▶ _Task instructions_
From the data below, copy out each line that contains the string "lane". Treat the match as case-sensitive.

▶ _Stored rows_

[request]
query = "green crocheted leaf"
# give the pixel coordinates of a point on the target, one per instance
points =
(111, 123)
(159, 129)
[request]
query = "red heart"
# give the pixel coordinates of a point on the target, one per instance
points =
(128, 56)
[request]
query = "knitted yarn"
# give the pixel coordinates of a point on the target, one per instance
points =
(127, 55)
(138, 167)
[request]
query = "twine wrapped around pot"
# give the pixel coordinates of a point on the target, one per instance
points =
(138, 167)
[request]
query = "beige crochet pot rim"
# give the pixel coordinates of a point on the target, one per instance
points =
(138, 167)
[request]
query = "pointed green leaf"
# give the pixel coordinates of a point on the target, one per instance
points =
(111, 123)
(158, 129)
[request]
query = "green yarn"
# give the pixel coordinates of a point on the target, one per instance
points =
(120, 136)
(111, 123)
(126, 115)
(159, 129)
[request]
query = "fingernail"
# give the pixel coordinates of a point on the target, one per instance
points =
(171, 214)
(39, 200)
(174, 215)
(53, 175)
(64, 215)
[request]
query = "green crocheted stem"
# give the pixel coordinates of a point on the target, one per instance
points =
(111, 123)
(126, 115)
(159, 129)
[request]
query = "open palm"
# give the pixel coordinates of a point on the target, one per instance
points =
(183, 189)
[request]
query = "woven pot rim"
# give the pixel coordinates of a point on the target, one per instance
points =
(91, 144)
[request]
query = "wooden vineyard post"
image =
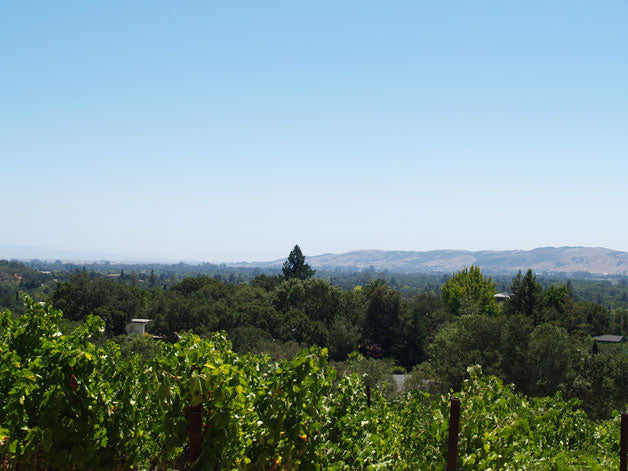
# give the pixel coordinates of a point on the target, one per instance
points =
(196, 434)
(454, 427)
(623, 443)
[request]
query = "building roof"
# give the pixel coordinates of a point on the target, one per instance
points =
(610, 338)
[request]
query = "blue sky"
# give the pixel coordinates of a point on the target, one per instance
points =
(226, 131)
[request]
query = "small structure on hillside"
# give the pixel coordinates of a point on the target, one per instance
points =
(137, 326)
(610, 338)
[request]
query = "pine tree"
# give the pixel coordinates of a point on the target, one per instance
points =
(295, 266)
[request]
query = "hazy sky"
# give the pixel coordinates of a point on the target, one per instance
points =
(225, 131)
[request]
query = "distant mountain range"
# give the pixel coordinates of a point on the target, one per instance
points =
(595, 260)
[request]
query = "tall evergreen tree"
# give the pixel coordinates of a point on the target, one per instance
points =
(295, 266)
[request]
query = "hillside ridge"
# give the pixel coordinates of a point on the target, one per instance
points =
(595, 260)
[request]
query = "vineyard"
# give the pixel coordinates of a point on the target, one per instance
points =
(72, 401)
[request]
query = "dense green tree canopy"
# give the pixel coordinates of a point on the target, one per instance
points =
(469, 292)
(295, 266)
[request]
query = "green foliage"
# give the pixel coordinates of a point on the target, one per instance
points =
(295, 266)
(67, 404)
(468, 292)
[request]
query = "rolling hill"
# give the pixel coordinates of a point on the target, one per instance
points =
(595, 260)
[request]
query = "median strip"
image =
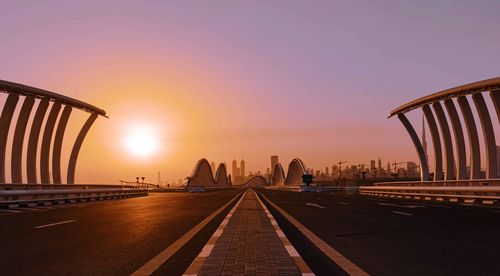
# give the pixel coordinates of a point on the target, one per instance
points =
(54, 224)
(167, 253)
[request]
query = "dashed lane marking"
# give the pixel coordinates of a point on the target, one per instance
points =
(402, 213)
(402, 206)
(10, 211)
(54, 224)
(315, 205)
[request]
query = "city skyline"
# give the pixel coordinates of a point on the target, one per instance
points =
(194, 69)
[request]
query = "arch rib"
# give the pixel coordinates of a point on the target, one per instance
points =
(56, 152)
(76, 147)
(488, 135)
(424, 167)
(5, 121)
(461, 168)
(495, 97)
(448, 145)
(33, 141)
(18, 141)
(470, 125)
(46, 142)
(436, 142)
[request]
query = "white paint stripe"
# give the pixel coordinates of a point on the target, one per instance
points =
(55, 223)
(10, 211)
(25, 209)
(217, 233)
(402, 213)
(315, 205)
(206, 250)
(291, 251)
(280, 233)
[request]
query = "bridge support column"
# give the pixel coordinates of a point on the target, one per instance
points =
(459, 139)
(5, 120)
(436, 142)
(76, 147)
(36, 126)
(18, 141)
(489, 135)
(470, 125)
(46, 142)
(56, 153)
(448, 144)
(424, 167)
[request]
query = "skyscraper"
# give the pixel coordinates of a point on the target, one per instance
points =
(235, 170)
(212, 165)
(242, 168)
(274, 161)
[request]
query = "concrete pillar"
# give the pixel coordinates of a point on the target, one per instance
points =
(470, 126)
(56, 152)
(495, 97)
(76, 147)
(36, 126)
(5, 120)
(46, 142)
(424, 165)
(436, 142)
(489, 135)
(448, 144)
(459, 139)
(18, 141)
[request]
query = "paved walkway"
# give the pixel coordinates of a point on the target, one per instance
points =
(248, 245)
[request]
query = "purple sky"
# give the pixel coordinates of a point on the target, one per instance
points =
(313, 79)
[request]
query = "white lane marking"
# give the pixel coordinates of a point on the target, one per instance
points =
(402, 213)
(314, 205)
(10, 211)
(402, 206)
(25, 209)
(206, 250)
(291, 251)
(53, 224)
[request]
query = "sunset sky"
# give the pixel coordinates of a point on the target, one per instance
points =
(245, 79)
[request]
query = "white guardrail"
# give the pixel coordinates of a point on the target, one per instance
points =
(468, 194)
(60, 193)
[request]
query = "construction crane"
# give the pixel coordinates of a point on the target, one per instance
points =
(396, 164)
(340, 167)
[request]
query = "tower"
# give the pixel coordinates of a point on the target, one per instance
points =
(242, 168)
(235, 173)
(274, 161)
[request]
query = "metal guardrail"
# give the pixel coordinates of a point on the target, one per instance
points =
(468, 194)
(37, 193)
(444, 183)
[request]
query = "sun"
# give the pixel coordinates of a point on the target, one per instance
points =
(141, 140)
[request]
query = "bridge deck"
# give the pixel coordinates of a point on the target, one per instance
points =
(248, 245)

▶ _Full answer_
query = "dashed lane marking"
query = "white lane marking"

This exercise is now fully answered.